═════ TEXTO EM ESTUDO

A pandemia agravou a fome no Brasil, que tem atualmente 33,1 milhões de pessoas sem ter o que comer – número que aumentou quase 50% em pouco mais de um ano. São 14 milhões de brasileiros a mais em insegurança alimentar grave em 2022, na comparação com 2020.
Seis em cada dez domicílios não conseguem manter acesso pleno à alimentação e possuem alguma preocupação com a escassez de alimentos no futuro, sendo as regiões Norte e Nordeste as mais impactadas.
É o que revela o 2º Inquérito Nacional sobre Insegurança Alimentar no Contexto da Pandemia da Covid-19 no Brasil, divulgado nesta quarta-feira (8) pela Rede Brasileira de Pesquisa em Soberania e Segurança Alimentar e Nutricional.
De acordo com o Instituto Brasileiro de Geografia e Estatística (IBGE), os indicadores da insegurança alimentar vinham piorando no país há pelo menos nove anos, mas a pandemia deixou a situação ainda mais dramática.

══════════

## PROBLEMA A RESOLVER
De acordo com o texto em estudo, quantas pessoas no Brasil estão atualmente sem ter o que comer?

═════ OS DADOS

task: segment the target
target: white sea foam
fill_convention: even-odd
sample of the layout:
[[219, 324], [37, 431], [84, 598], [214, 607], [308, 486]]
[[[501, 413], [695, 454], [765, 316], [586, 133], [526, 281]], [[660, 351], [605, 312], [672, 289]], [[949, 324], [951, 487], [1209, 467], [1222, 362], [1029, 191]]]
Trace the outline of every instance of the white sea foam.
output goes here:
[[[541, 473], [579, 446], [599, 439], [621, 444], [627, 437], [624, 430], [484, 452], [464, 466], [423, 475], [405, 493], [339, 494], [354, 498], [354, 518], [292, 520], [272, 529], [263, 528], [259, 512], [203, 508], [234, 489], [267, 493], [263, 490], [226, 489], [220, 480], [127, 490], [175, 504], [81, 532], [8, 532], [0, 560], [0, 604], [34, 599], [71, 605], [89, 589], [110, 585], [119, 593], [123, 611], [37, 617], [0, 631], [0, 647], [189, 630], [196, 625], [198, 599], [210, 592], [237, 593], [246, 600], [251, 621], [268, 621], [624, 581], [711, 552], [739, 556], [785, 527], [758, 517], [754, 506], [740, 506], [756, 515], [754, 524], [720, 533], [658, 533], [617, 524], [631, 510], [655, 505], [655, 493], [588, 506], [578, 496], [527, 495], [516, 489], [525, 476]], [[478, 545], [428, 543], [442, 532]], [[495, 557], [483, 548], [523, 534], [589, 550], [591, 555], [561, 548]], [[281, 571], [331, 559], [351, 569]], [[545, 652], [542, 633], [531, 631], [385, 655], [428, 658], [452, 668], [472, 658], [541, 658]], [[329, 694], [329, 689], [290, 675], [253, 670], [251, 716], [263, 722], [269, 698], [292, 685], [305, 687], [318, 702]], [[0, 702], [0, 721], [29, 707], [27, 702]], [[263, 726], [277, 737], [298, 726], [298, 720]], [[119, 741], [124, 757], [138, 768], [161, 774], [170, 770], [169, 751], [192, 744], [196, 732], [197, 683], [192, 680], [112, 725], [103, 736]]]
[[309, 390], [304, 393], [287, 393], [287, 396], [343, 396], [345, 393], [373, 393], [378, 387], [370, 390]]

══════════

## RESPOSTA DO EXERCÍCIO
33,1 milhões de pessoas.